◆ Stored data ◆
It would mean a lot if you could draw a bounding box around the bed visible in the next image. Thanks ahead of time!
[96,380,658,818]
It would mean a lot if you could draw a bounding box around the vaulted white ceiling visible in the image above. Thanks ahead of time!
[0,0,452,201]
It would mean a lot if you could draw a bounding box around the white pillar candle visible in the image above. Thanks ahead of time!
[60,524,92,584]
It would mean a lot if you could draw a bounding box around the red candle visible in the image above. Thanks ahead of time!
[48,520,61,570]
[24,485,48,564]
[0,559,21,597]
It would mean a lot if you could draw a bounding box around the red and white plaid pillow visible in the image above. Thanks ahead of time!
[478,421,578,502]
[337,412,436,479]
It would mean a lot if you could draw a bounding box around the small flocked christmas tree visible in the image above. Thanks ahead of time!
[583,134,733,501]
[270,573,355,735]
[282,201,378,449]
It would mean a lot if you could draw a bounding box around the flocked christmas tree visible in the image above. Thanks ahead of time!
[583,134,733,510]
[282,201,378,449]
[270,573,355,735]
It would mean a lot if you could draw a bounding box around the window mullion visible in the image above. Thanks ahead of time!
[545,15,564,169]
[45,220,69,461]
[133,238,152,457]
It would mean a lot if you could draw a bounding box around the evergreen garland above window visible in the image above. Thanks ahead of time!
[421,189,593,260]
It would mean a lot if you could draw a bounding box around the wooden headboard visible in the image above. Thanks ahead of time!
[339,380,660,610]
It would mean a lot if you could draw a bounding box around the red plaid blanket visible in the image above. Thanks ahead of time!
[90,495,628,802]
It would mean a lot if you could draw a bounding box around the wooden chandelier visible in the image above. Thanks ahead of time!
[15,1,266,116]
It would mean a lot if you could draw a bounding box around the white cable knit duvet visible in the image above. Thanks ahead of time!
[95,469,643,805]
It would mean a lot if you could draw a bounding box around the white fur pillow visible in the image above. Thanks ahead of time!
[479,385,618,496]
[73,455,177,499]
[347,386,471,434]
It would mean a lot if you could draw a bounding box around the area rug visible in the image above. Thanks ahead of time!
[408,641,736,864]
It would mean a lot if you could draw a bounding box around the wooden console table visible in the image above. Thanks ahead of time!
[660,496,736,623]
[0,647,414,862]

◆ Work required ◆
Each record needs to be given again exactly.

◆ Task solution ◆
It would mean a lot if you could draw a bounding box around the bed visible in the next image. Thanks ahead of time!
[96,380,658,818]
It would mean a lot if you could draw a bounding box around the vaulted white ceiling visible in the image above. Thanks ahead of time!
[0,0,452,201]
It would mean a lot if you could draw a bounding box around the white pillar candle visible in the image above. Thanks ahead of time!
[60,524,92,584]
It would mean a lot if you could draw a bounding box around the red candle visible in the image above. Thanks ahead of time!
[48,520,61,570]
[24,485,48,564]
[0,559,21,597]
It would mean a lot if you could draw a bounding box around the red and white plaid pillow visible in the image above. Thanks ahead of time!
[478,421,578,502]
[337,412,436,479]
It would mean a lot if you could draw a bounding box around the small flocked christmas tree visible in the image above. Thanks ahead of time!
[583,134,733,501]
[270,573,355,735]
[282,201,378,449]
It would mean a lot if you could draw a bounding box around the flocked christmas tree visible in the image above. Thanks ahead of time!
[583,134,733,510]
[282,201,378,449]
[270,573,355,735]
It would mean a lot if you could draw a bounding box around the window mullion visible in the image above. Thanks ahead of time!
[545,15,564,169]
[45,220,69,461]
[133,238,152,457]
It would mean a lot if you could draw a bounding box around the evergreen garland above window visible in the image above. Thanks ahead of time!
[421,189,593,260]
It would mean a lot if you could draw a bounding box around the wooden headboard visible in the image above. Thanks ahead of time!
[339,380,660,610]
It would mean a lot if you could draw a bounding box around the red plaid blanket visible in the image above. Thanks ahead of time!
[90,495,628,802]
It would mean a lot if you could draw a bounding box around the wooden chandelier visible in the image above. Thanks ahead of time!
[15,1,266,116]
It would mean a lot if you could draw a bounding box around the white cable knit duvet visible in the image above. Thanks ahead of time!
[95,469,643,805]
It would mean a lot if you could draw a bounding box around the white fur pillow visible in the image above. Thanks ahead of time!
[479,385,618,496]
[73,455,177,499]
[347,386,471,434]
It would mean a lot if you could draw a bounding box around the area rug visible in the image above. Thanks ahead of time!
[408,641,736,864]
It would mean a lot if you could draw a bounding box around the wooden console table visible in the image above. Thanks ahead of time!
[660,496,736,623]
[0,647,414,862]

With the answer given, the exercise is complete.